SOURCE:

Iran is hell-bent on acquiring nuclear [weapons]… There are two men in the world, and only two men in the world, who can prevent this.  One of them is President Obama, and the other one is Prime Minister Netanyahu.  So either President Obama, or Prime Minister Netanyahu, puts a halt to this Iranian drive, or the Iranians will have what they want.  [There may be two men who could, but only one who likely will.]

People who say that there is no moderate Islam trouble me, because I know that the battle for Islam is not yet lost… We believe it’s an open battle. We know that the radical Islamists are trying to hijack the faith and “weaponize” Islam so to speak… but I can’t go that far and say there is no moderate Islam. I know for example there are many jurists in the Islamic world who are keen to get Islam back from the radicals. [From his lips to Allah’s ears.]

He [Obama] doesn’t understand this Arabic expression… “My brother and I against my cousin.  My cousin and I aganist a stranger.” There’s one thing Arabs and Muslims don’t like, which is someone who comes into their midst and trashes his own.  President Obama walked in to Cairo and spoke poorly of the Iraq war, and apologized for America.  It was a terrible mistake. And even the people at the receiving end, they may enjoy his taunts of President Bush and his attacks on the Iraq war — but you are never respected.  If you break with your own, you break with your own.

DATASET EXTRACT:
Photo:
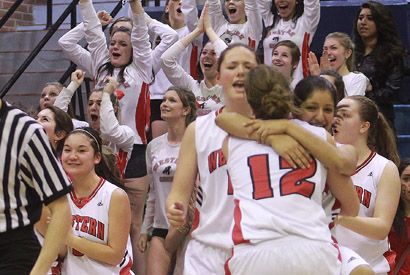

EXERCISE AIM:
List every person the commentary names with an official title, and give each title and name as the commentary does. The data that comes after the commentary is separate material.

FINISHED EXERCISE:
- President Obama
- Prime Minister Netanyahu
- President Bush